#### Conjunto de tareas
A. Responde estas preguntas a partir del texto sobre Schiele:
(i) ¿En qué año está fechada la obra Eremitas?
(ii) ¿A quién evoca el mayor de los dos hombres de Eremitas?
(iii) ¿Qué obra de Panofsky se cita?
B. Continúa el texto sobre Schiele a partir de su última oración.

Esta admiración estética por Klimt al mismo tiempo que nueva propuesta de ruptura, se observa con nitidez en su obra Eremitas (1912) en la cual no aparecen santos como parece proponer el título sino dos hombres. El mayor evoca a Klimt, con aspecto moribundo, mientras que el joven es el propio Schiele. Y he aquí donde surge toda la audacia de la obra, al entender que Schiele comprende la labor del artista como un ser que se encuentra aislado, en continuo estado de alerta ante las sensaciones que produce el mundo. Pocos años antes había tenido la oportunidad de participar de su primera exhibición junto a Pierre Bonnard, Matisse, Gauguin, Van Gogh, Valloton, Munch, entre otros, y esto supuso para él la consolidación en su propia forma de entender el arte.
A partir de este momento, Schiele perfila un estilo propio, no exento de una gran elegancia en sus líneas frágiles y apretadas. Dependiendo del énfasis que quiera darle a una parte concreta del cuerpo, las líneas en sus acuarelas y guaches son parte mismo del lenguaje, de la expresión. Busca acentuar una parte concreta porque la figura se convierte en significante. Esto es, las formas son un alfabeto visual que forma palabras y con ellas nos pretende comunicar algo concreto.
Como apuntó Panofsky en su magnífica La perspectiva como forma simbólica, la elección de un punto de vista respecto a lo representado supone un acto de voluntad narrativa tanto como el color o la forma. Schiele nos posiciona respecto a los desnudos que pinta en una perspectiva totalmente alejada de lo que sería una intención voyeurística. No hay una búsqueda de lo erótico en figuras retorcidas, deformadas, que rozan el contorsionismo visual. Rara vez encontramos figuras desnudas de frente en una posición de clara exhibición. En ocasiones, como sucede en Mujer reclinada con piernas abiertas (1914) los miembros están cortados, el fondo no existe y más que una sugerencia a observar un cuerpo encontramos una llamada a pensar dónde nos encontramos nosotros para poder verlo desde esa perspectiva. En el desnudo tradicional, los artistas solían optar por perspectivas que nos situaran en la escena, desde la Venus de Tiziano donde el espectador se sitúa prácticamente al otro lado de la cama, hasta la Olympia de Manet que parece recibirnos. En cambio Schiele parece querer que el espectador se sitúe en una posición forzada, como si de un espíritu invisible se tratase.

#### Líneas proporcionadas
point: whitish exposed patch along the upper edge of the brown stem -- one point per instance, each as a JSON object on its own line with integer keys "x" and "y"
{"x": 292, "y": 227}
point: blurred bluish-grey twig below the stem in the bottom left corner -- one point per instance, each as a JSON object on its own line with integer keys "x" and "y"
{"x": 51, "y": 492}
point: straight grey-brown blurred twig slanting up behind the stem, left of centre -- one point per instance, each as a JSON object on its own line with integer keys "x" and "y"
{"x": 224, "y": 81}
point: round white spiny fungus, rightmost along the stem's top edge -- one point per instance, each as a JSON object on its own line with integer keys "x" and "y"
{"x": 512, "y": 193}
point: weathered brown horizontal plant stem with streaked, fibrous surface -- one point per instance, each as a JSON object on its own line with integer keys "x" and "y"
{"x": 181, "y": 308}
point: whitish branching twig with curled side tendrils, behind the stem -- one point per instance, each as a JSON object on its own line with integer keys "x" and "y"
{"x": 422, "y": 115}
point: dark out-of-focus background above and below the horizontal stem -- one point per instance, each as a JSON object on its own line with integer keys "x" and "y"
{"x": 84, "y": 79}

...

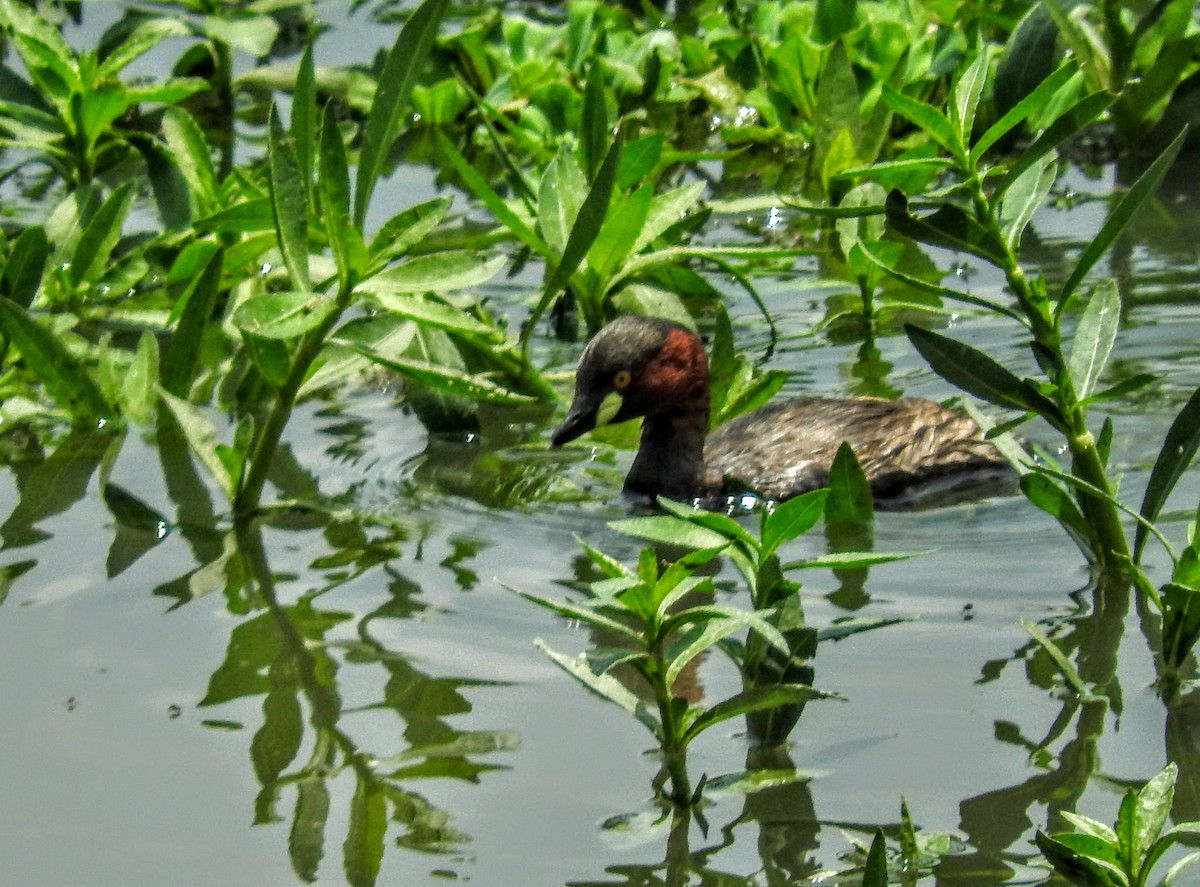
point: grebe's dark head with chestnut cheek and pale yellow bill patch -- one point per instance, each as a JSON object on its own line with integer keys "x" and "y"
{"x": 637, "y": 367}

---

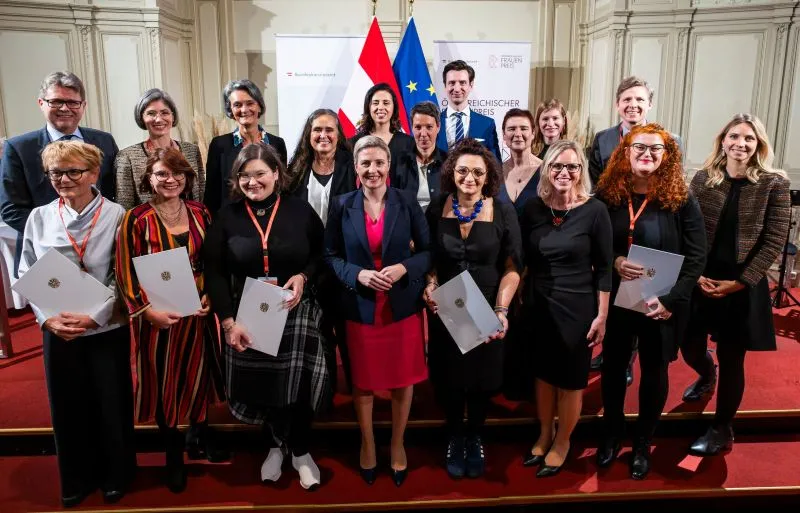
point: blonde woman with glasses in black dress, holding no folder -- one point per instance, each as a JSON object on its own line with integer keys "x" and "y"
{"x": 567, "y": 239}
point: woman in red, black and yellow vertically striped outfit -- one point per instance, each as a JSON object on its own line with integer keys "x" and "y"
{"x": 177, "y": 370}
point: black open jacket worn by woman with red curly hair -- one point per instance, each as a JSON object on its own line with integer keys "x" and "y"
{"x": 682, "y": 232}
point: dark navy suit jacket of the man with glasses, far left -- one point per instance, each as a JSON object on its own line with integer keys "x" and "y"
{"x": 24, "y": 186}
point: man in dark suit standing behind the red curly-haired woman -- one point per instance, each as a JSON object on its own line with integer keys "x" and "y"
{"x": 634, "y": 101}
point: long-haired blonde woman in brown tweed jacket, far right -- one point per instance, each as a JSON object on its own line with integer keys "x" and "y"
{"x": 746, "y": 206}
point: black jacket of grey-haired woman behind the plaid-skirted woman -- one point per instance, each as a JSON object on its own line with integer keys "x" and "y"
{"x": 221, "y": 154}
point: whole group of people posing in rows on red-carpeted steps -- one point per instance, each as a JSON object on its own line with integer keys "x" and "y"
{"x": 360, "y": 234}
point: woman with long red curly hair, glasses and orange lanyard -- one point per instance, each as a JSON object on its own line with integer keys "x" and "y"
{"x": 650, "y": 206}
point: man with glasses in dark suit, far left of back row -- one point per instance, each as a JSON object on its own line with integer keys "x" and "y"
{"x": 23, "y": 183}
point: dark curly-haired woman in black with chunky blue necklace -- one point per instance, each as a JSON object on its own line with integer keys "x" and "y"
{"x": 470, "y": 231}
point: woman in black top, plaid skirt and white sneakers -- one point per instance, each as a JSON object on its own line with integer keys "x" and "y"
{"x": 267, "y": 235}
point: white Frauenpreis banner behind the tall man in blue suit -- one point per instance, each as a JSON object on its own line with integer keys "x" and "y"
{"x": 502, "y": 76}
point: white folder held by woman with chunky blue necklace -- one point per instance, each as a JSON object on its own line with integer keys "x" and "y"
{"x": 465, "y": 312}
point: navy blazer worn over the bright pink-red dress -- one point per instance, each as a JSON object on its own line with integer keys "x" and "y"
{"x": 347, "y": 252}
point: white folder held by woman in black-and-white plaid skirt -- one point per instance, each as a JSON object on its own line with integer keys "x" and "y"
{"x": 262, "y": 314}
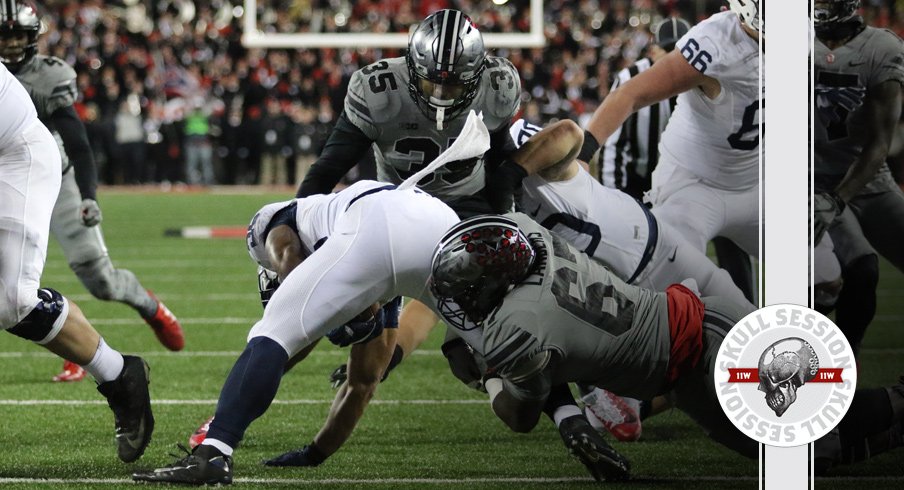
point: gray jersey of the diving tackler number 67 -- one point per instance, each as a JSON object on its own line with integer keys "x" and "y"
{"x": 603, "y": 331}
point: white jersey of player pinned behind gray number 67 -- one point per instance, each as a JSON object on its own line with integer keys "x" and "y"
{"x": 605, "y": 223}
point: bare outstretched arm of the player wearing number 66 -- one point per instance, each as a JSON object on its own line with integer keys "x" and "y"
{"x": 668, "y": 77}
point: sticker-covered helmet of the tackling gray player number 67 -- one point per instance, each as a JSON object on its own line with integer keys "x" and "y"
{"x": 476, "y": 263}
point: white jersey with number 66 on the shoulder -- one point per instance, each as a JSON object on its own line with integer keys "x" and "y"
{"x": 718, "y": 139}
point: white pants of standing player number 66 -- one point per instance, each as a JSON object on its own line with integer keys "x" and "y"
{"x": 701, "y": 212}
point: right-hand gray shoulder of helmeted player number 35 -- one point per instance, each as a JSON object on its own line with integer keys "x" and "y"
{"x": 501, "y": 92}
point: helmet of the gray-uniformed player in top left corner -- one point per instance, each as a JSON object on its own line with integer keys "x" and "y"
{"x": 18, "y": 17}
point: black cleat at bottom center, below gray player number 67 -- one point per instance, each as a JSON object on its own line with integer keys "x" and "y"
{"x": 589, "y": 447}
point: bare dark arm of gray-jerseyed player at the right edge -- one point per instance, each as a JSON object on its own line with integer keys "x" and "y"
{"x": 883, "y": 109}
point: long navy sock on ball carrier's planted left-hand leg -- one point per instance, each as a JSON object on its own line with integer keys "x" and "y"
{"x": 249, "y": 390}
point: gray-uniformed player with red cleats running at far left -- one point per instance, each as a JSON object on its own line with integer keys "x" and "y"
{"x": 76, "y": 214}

#### Respuestas en orden
A.
(i) En 1912.
(ii) A Klimt.
(iii) La perspectiva como forma simbólica.

B.
Paradójicamente, esta forma de representación fue la que más problemas le causó. En 1910 Schiele y su colega Erwin Osen alquilaron un estudio en Krumau. El motivo para huir de Viena, en sus propias palabras, es la envidia y las conspiraciones entorno a su figura, según dice en una carta a Anton Peschka. Quería abandonar la ciudad también para adentrarse en los parajes naturales del sur de Bohemia. De paisajes no obstante, nada. En sus obra de esta época explora su propio cuerpo, el de Osen, y un año después el de Wally Neuzil quien ya había sido modelo con Klimt. La efervescencia con la que Schiele trabajó en apenas dos años se traduce en un nuevo cambio de residencia a Neulengbach, al oeste de Viena. Es entonces cuando escribe a su tío y protector Leopold Czihaczek para expresar que ha entendido que el artista es inmortal, que su obra trasciende el tiempo y la memoria.
El 13 de abril de 1912 era arrestado. Fue acusado de seducir y violar a una menor. Las únicas evidencias en su contra se basaban en su obra. Resultaba perturbador para el tribunal que Schiele resultara, como pintor, interesante para un buen número de amigos y amigas de las modelos que usaba, con frecuencia compañeros de clase de éstas. La exposición a estos menores de su obra, que rompía con el modelo de desnudo artístico para adentrarse en la exploración de cómo proyectamos sobre el mundo como espectadores nuestro propio erotismo interior, resultó totalmente incomprensible para la sociedad de la época. No existió en la acusación ninguna prueba, ninguna denuncia de violaciones concretas sino supuestas y la única condena fue por exhibir su obra.
Las obras que llevó a cabo en Neulengbach son un verdadero ejercicio de experimentación visual. Todas las poses son artificiosas porque, en cierto modo, Schiele empieza a entender casi al mismo tiempo que lo hace Picasso en París, que hemos abusado de la belleza durante demasiado tiempo. No es casualidad que el mismo año que el pintor malagueño comienza a dar naturaleza al Cubismo, Schiele utilice formas y poses angulosas para crear nuevos universos de representación para el cuerpo humano. Porque al igual que el Cubismo se constituye como una suerte de lenguaje novedoso donde la forma artística es la palabra, la frase, el expresionismo de Schiele configura una gramática de las formas donde los gestos adquieren significancia propia.
Los rostros y posiciones de sus figuras se nos muestran como naturales, porque no son hieráticos ni monstruosos, pero al mismo tiempo impenetrables. Parecen resultar marionetas movidas por el artista quien las proyecta en el mundo para que hablen por él. No debe extrañar por ello que una fuente de inspiración muy importante para él fueran los enfermos mentales. A través de su amigo Osen, que trabajaba para el Dr. Kronfeld haciendo retratos en el sanatorio Steinhof, comenzó a tomar contacto con este tipo de pacientes. No es algo extraño en la historia del arte. Al fin y al cabo, Velázquez ya se interesó por personajes fuera de la norma, como los bufones. La búsqueda de otras posibilidades de expresión en el rostro siempre ha resultado de gran interés a los artistas.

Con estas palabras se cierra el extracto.